• _EXERCISE INSTRUCTIONS_
1) Condense the paragraph beginning "We saw Mr. Obama as a symbol" in the Gaza op-ed post below into a brief list that keeps its main facts.
2) Extend the Gaza op-ed post below, picking up after its final line.

• _DOCUMENT_
****************************************
‘Times’ honors Palestinian right ‘to resist occupation’

Praise is due to the New York Times. And traffic, too.

Alaa Al Aswany on today's Times Op-Ed page:

We saw Mr. Obama as a symbol of this justice. We welcomed him with almost total enthusiasm until he underwent his first real test: Gaza. Even before he officially took office, we expected him to take a stand against Israel’s war on Gaza. We still hope that he will condemn, if only with simple words, this massacre that killed more than 1,300 Palestinians, many of them civilians. (I don’t know what you call it in other languages, but in Egypt we call this a massacre.) We expected him to address the reports that the Israeli military illegally used white phosphorus against the people of Gaza. We also wanted Mr. Obama, who studied law and political science at the greatest American universities, to recognize what we see as a simple, essential truth: the right of people in an occupied territory to resist military occupation.

But Mr. Obama has been silent.

About Philip Weiss

Philip Weiss is Founder and Co-Editor of Mondoweiss.net.
Posted in Beyondoweiss, Gaza, Israel/Palestine, US Policy in the Middle East, US Politics

{ 33 comments... read them below or add one }

  1. Dan Kelly says:

    A simple, essential truth: the right of people in an occupied territory to resist military occupation.

    Let's see how much "balance" the NY Times gives this incredibly important truism. The next few days will undoubtedly see a flurry of apologists for Israeli barbarity seeking to keep the standard meme of "Israeli defense" in order, while not allowing the truth of the horrific occupation to see the light of day.

  2. Sword of Gideonthe point. says:

    NY Times prints an anti-Israel editorial. STOP THE PRESSES!!!!!!!!!!!!!!

  3. chris berel says:

    (I don’t know what you call it in other languages, but in Egypt we call this a massacre.)

    Yes, in Egypt, the slaughter of 1300 Jews is a day to praise Allah and to dance in the streets. In the meantime, the death of 1300 Arabs, many who were actively engaged in terrorism, the rest being used as human shields by Hamas, is considered to be equivelent to the Holocaust.

  4. LD says:

    Shut the fuck up. Don't you freaks have JPost/Haaretz/YNet to spew your garbage? Why do it on Phil's blog? Fucking retards.

  5. Ana Sanchez says:

    Nothing can ever be considered equivalent to the Holocaust because during the Holocaust, Jews died.

  6. chris berel says:

    Ana, Poles died, Romany died, Russians died, Greeks died, Italians died, Slavs died, many died. But Jews and Romany died because of who they were.

    They attacked no one. They killed no one. At best, they wrote letters to the editor.

  7. Citizen says:

    The slaughter of 1300 Palestinians, including over 400 woman and babies by F-16s, Apache attack helicopters, tanks, etc is a massacre
    and the respective death and casualty rate shows it clearly. An SS general implementing collective punishment on a town's civilians because an occupation resister managed to shoot some officer would approve of what Israel has done. SOP. Lesson learned.
****************************************
• _DATA ENTRIES_

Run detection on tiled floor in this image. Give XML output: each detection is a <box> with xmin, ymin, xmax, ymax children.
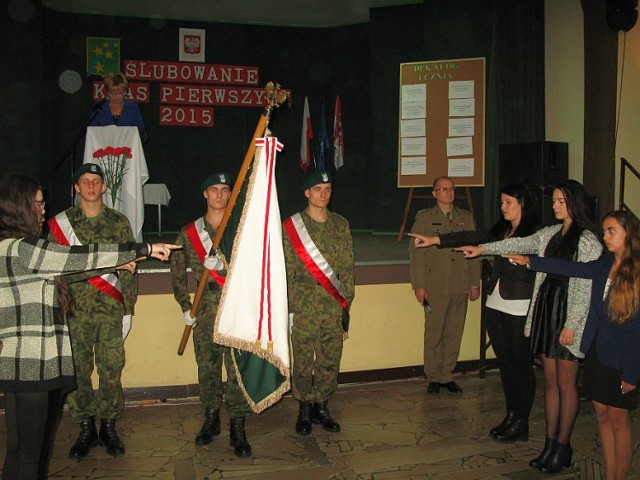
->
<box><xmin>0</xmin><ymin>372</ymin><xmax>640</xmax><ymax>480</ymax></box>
****************************************
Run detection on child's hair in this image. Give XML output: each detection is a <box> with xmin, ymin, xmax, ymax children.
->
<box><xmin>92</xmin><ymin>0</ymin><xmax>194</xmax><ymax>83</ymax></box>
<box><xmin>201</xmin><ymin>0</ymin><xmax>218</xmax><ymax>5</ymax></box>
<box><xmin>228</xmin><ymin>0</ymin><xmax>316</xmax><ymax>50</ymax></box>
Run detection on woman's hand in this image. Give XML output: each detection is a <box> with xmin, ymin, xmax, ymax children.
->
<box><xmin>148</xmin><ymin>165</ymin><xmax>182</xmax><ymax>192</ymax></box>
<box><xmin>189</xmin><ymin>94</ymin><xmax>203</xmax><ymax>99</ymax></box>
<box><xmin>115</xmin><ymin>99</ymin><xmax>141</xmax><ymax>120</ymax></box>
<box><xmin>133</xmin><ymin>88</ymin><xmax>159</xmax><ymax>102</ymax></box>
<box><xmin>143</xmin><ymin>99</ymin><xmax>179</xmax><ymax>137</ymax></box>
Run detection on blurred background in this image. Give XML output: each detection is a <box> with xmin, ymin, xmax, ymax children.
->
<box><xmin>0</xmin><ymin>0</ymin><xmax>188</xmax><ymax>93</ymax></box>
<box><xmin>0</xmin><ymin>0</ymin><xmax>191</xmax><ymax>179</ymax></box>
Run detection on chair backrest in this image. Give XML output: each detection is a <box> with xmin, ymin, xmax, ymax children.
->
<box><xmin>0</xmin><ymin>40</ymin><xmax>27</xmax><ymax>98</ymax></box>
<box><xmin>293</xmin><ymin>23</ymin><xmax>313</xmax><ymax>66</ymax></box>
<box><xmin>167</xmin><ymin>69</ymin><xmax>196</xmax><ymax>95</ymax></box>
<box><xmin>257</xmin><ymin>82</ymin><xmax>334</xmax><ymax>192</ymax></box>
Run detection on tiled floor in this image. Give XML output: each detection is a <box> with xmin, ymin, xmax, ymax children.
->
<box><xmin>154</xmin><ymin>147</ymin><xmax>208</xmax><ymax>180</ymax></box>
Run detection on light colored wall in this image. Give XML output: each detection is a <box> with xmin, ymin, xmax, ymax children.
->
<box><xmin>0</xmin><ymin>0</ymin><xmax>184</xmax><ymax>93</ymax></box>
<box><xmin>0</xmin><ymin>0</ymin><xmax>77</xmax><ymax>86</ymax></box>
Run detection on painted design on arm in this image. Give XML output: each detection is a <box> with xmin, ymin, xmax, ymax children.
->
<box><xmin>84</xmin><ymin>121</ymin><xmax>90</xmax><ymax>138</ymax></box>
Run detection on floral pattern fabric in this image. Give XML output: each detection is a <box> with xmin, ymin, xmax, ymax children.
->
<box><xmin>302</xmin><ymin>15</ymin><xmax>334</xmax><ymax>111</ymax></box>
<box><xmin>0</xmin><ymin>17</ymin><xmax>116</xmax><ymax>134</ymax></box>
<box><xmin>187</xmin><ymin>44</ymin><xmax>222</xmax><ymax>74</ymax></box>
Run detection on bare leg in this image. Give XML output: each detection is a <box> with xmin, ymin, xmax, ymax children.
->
****************************************
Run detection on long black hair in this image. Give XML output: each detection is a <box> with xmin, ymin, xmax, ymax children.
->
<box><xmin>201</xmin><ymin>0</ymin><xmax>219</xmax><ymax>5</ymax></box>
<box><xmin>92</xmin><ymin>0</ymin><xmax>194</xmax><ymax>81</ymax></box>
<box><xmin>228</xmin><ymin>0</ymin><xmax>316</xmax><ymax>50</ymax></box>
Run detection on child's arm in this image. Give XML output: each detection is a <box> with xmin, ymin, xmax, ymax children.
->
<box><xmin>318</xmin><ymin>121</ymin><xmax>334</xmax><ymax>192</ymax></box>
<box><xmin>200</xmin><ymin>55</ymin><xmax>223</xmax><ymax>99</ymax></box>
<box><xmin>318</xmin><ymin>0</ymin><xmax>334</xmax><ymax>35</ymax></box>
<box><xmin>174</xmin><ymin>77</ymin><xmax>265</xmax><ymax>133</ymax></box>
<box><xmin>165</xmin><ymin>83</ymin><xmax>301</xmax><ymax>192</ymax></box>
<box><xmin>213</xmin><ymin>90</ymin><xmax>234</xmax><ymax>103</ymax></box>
****************************************
• _RESPONSES TO THE EXERCISE_
1)
- The writer and those the writer speaks for saw Mr. Obama as a symbol of justice. They welcomed him with almost total enthusiasm until his first real test, Gaza.
- Even before he took office, they expected him to oppose Israel's war on Gaza.
- They still hope he will condemn the killing of more than 1,300 Palestinians, many of them civilians. In Egypt this is called a massacre.
- They expected him to address reports that the Israeli military illegally used white phosphorus against people in Gaza.
- They wanted him, having studied law and political science at the greatest American universities, to recognize the right of people in an occupied territory to resist military occupation.

2)
    Next we need a Goldhagen to describe how all Jews are willing executioners.

    The USA congress is an aider and abettor all the way. Except for
    Dennis K & Ron Paul, and maybe three others tops.

    Americans have died and spent their wages so this Israel can live?
    Israel's POV and activity dishonors the star-spangled banner.

    We need to boot this crazed puppy to the curb.

  8. tree says:

    Shorter chris berel:

    Only the Jews were innocent victims. Everyone else was responsible for their own deaths. Jews are never responsible for anyone's death, not even for the ones they kill.

  9. Actually berel, the Jewish War Veterans and others mobilized a hugely effective boycott that threathened to bring down the Nazis in the early 1930s.

    German Zionists, with their less than grass roots and much smaller group of international backers intervened and instead signed the "Transfer Agreement" in favor of a state in Palestine. (read Edwin Black)

    If they had not shut down the letter writers, Germany would not have been able to build itself up through free trade with the Middle East and the profits of that sick (but Herzl approved) agreement.

    But if there is one commonality of the Zionist cause that stretches down to this very day it is this: Zionists have always been rather badly led.

  10. Duscany says:

    berel: "Jews and Romany died because of who they were."

    They died because Hitler was able to tar them with the same brush as Jewish Bolsheviks, who had only a few years earlier killed so many Christians, Kulaks and Ukranians and who even now were pushing for a communist revolution in Weimar Germany.

  11. chris berel says:

    "Actually berel, the Jewish War Veterans and others mobilized a hugely effective boycott that threathened to bring down the Nazis in the early 1930s."

    So a non-violent means of protest by Jews living in other countries resulted in the Germans removing the citizenship of people who lived in Germany for centuries and then started to exterminate them.

    And it seems that you approved.

    So sad.

  12. Citizen says:

    Don't forget Bela Kuhn in Hungary, if memory serves. Bavaria was really vulnerable…

  13. chris berel says:

    Last week was the 59th anniversary of a murder. An assassination committed by a 17-year-old Jewish boy in Paris, by the name of Herschel Grynszpan.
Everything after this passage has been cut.